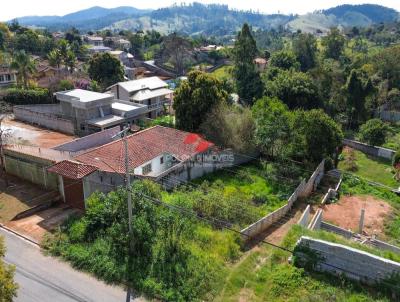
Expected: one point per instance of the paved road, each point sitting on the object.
(46, 279)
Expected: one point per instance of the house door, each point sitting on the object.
(73, 190)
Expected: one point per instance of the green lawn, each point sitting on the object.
(393, 141)
(265, 275)
(239, 195)
(370, 168)
(225, 72)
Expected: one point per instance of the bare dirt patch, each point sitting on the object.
(37, 225)
(26, 134)
(18, 197)
(346, 213)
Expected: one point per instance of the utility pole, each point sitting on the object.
(123, 134)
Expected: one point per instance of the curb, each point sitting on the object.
(19, 235)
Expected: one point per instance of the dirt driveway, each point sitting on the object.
(37, 225)
(26, 134)
(346, 213)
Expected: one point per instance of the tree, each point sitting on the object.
(284, 59)
(272, 125)
(72, 35)
(295, 89)
(195, 98)
(334, 44)
(357, 90)
(374, 132)
(105, 69)
(315, 135)
(230, 126)
(70, 61)
(305, 48)
(55, 58)
(8, 288)
(176, 50)
(248, 80)
(24, 65)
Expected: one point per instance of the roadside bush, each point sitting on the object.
(374, 132)
(17, 96)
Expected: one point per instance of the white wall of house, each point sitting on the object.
(159, 164)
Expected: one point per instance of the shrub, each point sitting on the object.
(17, 96)
(374, 132)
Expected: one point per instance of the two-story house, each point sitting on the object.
(152, 92)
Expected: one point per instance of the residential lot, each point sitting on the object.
(25, 134)
(346, 214)
(368, 167)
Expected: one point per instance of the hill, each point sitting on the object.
(88, 19)
(344, 16)
(213, 19)
(197, 18)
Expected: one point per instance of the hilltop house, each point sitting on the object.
(82, 112)
(7, 76)
(164, 155)
(151, 92)
(94, 40)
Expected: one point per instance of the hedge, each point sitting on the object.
(17, 96)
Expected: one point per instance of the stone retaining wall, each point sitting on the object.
(370, 150)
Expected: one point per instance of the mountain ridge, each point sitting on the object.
(211, 19)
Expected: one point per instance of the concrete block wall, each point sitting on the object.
(265, 222)
(47, 120)
(31, 169)
(303, 221)
(355, 264)
(370, 150)
(314, 180)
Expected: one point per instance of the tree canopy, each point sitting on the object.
(105, 69)
(248, 80)
(195, 98)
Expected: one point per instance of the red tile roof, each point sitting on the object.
(145, 146)
(72, 169)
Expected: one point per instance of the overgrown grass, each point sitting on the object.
(370, 168)
(240, 196)
(393, 141)
(266, 275)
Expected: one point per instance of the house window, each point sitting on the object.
(146, 169)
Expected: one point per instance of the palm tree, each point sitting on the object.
(70, 60)
(24, 65)
(55, 58)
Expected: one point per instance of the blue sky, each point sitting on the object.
(17, 8)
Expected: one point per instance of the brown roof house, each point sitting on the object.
(162, 154)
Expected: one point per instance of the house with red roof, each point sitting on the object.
(165, 155)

Challenge -> Add -68 to each coordinate in the points and copy out every line again, including the lines without points. Begin at the line that has "Expected: one point per instance of the mountain" and stop after the last of the rows.

Full answer ->
Expected: one point per instance of the mountain ridge, each point sitting on the object.
(143, -49)
Expected: one point per instance of the concrete block wall, each point sitting on the object.
(197, 154)
(-21, 52)
(-37, 101)
(235, 153)
(287, 196)
(302, 82)
(246, 112)
Expected: one point per instance of the tree canopy, each point sitting on the object.
(37, 1)
(180, 12)
(127, 30)
Expected: one point per instance of the red tile roof, each point sitting on the object.
(77, 78)
(4, 101)
Expected: one point per instance of the overgrown grass, each point sitting on the object.
(302, 100)
(172, 128)
(325, 73)
(198, 207)
Expected: one point per instance of the house window, each point sitting on the object.
(78, 101)
Expected: one point per instance of the palm tree, each point sitting on the object.
(2, -8)
(-44, -3)
(-13, -10)
Expected: one point per instance of the blue sky, each point sitting on the object.
(-51, -60)
Expected: one point per instance of the brown roof house, each point sitting on the object.
(94, 86)
Expected: one point per instance of the house with red roof, each point sitting on the object.
(97, 87)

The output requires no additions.